__Problem description__. Please restate the data exactly, from the first line to the last.

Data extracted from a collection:
%%

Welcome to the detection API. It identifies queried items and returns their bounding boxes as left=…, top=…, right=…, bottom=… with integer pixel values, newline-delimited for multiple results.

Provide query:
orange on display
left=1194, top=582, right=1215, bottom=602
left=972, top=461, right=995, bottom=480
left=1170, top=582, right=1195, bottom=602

%%

__Answer area__.
Welcome to the detection API. It identifies queried items and returns their bounding boxes as left=…, top=…, right=…, bottom=… with integer pixel values, newline-delimited for multiple results.

Provide query:
orange on display
left=1194, top=582, right=1215, bottom=602
left=972, top=461, right=995, bottom=480
left=1170, top=582, right=1195, bottom=602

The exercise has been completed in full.